» WHAT IS REQUIRED:
Rewrite the material below, replacing "marker" with "pin" throughout and leaving everything else the same.

--- RECORDS FOR PROCESSING ---

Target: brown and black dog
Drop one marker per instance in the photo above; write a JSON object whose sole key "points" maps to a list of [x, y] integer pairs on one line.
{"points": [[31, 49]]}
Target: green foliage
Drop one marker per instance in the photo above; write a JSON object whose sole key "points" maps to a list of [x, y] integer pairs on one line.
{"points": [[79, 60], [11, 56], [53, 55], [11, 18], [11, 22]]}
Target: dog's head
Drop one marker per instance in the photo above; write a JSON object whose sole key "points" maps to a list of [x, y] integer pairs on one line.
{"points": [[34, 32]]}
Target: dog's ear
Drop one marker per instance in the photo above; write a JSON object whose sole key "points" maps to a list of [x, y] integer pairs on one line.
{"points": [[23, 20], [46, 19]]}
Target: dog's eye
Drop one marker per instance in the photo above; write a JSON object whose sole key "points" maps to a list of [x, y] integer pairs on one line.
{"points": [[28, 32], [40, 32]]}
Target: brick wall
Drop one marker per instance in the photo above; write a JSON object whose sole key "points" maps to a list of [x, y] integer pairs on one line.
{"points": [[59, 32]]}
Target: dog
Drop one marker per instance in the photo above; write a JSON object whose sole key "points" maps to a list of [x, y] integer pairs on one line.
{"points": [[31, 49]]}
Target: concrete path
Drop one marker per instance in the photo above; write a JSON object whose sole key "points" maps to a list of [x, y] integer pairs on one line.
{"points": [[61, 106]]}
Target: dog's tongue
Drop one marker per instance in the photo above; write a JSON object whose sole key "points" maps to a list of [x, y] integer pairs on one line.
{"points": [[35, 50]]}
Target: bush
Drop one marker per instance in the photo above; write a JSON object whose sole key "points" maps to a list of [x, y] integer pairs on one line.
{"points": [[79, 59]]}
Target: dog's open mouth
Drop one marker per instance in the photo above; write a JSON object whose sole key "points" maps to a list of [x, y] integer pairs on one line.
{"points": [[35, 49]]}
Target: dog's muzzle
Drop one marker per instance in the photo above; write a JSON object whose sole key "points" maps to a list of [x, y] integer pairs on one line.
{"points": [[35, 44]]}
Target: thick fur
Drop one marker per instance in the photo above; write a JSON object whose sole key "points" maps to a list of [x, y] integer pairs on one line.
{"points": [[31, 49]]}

---

» RESPONSE TO THIS EXERCISE:
Target: brown and black dog
Drop one pin per instance in the photo above; write a JSON object whose sole key "points" maps to a list of [x, y] integer pairs on one line.
{"points": [[31, 49]]}
Target: green foliage
Drop one pin per instance in the photo above; write a JSON object whose sole key "points" maps to a list of [x, y] integer pairs on one line.
{"points": [[79, 60], [11, 56], [53, 55], [11, 18], [11, 22]]}
Target: dog's head
Drop one pin per instance in the photo above; write a JSON object whose sole key "points" maps to a list of [x, y] integer pairs on one line.
{"points": [[34, 32]]}
Target: dog's ear
Drop one pin per instance in the photo above; write a JSON object whose sole key "points" maps to a list of [x, y] integer pairs on one line.
{"points": [[23, 20], [46, 19]]}
Target: dog's eye
Drop one pin per instance in the photo above; write a JSON object whose sole key "points" maps to a list of [x, y] integer pairs on one line.
{"points": [[28, 32], [40, 32]]}
Target: brick wall
Drop one pin per instance in the photo above; write a JSON object whose sole key "points" maps to a list of [x, y] integer pairs on one line.
{"points": [[59, 32]]}
Target: dog
Drop one pin per instance in the photo above; write a JSON object whose sole key "points" maps to a list of [x, y] integer pairs on one line.
{"points": [[31, 49]]}
Target: concrete path
Drop one pin per instance in the photo above; write a JSON object whose sole key "points" maps to a list of [x, y] integer pairs on one line.
{"points": [[61, 106]]}
Target: dog's tongue
Drop one pin per instance in the photo above; write a JSON object whose sole key "points" maps to a list of [x, y] integer pairs on one line.
{"points": [[35, 50]]}
Target: bush
Drop one pin per instance in the photo above; write a JSON object whose sole key "points" maps to a list of [x, y] integer pairs on one line.
{"points": [[79, 59]]}
Target: dog's open mouth
Drop one pin per instance in the photo above; write a JSON object whose sole key "points" maps to a list of [x, y] integer pairs on one line.
{"points": [[35, 49]]}
Target: dog's muzzle
Drop one pin per instance in the photo above; write a JSON object whose sole key "points" maps to a list of [x, y] integer pairs on one line.
{"points": [[35, 44]]}
Target: thick fur
Drop one pin per instance in the photo above; write a JSON object whose sole key "points" maps to a list of [x, y] integer pairs on one line.
{"points": [[31, 49]]}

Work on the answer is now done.